— start of Information supplied —
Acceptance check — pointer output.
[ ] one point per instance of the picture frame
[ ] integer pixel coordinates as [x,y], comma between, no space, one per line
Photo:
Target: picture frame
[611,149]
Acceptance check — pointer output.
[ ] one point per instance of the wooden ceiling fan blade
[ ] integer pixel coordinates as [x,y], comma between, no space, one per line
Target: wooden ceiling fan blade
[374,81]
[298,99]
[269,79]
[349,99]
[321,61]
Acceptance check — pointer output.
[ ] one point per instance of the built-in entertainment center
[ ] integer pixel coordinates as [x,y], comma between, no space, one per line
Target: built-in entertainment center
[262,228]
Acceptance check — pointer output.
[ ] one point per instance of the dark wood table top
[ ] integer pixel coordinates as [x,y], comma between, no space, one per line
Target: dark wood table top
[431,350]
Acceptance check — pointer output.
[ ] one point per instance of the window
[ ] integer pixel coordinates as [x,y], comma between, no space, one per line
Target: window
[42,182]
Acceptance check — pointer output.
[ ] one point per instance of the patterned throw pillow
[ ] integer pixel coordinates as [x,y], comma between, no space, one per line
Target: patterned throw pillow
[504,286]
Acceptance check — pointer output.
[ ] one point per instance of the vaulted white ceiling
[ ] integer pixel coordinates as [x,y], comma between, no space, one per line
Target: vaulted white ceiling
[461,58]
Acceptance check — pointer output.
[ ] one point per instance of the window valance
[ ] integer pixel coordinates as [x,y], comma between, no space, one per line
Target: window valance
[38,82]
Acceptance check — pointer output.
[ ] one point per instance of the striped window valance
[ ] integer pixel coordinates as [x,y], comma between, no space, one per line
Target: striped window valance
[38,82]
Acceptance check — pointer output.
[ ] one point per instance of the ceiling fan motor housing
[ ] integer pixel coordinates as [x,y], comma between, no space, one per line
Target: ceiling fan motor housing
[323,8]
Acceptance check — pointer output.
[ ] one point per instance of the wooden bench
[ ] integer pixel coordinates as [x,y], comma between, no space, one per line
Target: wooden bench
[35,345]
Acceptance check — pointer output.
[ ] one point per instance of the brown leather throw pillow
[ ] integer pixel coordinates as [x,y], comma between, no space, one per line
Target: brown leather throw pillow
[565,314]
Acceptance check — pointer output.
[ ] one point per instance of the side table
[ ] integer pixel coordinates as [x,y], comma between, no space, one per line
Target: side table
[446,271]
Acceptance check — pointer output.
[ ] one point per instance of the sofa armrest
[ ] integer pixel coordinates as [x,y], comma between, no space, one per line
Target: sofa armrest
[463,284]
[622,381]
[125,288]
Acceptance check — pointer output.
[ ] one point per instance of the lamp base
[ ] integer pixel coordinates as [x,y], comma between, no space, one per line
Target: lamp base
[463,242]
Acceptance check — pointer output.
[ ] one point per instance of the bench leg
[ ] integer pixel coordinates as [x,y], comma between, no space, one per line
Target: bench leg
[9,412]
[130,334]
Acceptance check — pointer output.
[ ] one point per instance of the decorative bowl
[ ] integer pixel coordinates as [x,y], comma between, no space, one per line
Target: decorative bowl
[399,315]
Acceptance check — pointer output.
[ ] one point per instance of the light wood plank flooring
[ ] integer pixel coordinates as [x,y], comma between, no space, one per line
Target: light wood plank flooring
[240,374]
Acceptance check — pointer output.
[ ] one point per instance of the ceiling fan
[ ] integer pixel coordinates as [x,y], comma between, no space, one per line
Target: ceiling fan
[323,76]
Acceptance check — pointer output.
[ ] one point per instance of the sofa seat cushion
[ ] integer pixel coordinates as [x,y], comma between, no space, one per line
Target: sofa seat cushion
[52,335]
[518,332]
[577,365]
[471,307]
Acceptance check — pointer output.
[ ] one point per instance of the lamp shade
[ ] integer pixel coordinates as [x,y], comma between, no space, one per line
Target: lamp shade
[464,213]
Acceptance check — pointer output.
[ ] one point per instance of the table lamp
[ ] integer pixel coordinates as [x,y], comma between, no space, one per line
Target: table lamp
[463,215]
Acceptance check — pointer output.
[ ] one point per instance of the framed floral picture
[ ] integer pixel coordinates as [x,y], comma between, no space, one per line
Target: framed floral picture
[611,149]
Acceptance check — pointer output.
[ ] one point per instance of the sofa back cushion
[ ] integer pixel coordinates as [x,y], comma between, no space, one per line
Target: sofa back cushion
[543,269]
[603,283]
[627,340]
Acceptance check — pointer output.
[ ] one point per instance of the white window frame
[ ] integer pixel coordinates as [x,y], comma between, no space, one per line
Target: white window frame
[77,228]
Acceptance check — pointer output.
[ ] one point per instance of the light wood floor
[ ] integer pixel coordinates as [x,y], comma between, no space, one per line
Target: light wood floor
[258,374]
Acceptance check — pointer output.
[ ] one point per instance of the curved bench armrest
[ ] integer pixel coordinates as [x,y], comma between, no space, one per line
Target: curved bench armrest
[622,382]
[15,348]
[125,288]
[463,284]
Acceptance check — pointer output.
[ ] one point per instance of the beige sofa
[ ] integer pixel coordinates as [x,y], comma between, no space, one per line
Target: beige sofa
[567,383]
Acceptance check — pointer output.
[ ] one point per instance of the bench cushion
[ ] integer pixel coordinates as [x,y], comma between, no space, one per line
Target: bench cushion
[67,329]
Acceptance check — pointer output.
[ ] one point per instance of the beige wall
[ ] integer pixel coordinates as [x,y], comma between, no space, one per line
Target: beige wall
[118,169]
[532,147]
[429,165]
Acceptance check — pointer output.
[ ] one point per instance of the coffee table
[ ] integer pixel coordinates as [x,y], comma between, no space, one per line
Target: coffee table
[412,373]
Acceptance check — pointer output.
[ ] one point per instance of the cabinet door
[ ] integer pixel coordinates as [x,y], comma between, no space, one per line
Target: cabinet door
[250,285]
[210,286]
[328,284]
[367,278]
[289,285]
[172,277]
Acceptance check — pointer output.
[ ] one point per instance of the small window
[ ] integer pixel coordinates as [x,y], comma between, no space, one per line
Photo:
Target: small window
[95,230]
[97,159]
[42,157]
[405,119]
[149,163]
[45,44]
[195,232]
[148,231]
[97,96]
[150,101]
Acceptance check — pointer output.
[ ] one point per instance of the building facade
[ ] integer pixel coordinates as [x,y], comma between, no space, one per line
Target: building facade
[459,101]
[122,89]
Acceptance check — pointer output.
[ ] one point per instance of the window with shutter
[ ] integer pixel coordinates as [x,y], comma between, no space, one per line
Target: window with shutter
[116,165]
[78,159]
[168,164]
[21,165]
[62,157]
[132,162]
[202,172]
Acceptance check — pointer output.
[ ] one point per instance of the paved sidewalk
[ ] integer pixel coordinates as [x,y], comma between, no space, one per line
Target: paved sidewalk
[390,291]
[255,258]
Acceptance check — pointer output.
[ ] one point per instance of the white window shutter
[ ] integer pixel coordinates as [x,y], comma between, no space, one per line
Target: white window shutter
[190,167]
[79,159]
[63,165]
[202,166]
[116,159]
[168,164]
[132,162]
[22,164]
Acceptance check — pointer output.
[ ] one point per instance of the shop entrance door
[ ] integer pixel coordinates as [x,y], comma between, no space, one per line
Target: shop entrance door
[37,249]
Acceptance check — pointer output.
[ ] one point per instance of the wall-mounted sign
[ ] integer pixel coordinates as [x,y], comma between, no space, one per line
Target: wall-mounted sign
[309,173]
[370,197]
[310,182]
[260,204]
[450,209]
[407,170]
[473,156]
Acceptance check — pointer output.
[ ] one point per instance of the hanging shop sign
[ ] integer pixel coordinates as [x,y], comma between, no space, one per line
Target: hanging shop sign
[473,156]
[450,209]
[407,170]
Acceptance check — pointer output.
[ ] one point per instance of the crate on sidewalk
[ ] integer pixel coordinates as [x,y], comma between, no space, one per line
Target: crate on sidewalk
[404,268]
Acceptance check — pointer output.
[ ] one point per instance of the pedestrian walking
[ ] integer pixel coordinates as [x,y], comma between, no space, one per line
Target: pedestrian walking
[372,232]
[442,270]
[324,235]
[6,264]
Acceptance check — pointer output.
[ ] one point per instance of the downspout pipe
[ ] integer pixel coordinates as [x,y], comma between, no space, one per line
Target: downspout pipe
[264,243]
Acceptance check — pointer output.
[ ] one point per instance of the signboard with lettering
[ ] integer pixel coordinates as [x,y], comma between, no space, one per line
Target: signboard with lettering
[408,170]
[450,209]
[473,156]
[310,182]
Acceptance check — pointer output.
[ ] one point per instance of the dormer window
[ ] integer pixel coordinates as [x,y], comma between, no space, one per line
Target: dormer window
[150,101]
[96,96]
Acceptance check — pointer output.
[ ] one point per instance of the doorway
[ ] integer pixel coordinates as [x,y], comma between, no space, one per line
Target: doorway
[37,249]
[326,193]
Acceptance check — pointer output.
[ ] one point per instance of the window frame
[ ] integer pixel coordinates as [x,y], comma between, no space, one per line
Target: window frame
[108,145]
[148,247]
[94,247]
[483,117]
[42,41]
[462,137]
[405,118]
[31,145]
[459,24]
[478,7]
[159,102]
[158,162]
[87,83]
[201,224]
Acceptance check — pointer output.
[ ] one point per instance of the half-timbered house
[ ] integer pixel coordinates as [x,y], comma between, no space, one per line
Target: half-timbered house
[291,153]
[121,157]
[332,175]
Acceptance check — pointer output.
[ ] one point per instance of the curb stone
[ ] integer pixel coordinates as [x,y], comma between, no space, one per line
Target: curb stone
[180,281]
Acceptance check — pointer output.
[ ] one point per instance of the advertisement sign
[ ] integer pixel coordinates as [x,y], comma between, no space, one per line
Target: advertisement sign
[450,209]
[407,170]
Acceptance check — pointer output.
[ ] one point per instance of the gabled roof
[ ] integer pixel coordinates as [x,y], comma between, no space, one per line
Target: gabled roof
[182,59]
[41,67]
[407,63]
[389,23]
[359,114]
— end of Information supplied —
Set exercise
Report every line in the records that contains the word "with", copying each one in full. Case counts.

Solution to this task
[ ] one point per instance of the window with shutter
Target: window with shutter
[ ] one point per instance of the signboard with lettering
Target: signboard with lettering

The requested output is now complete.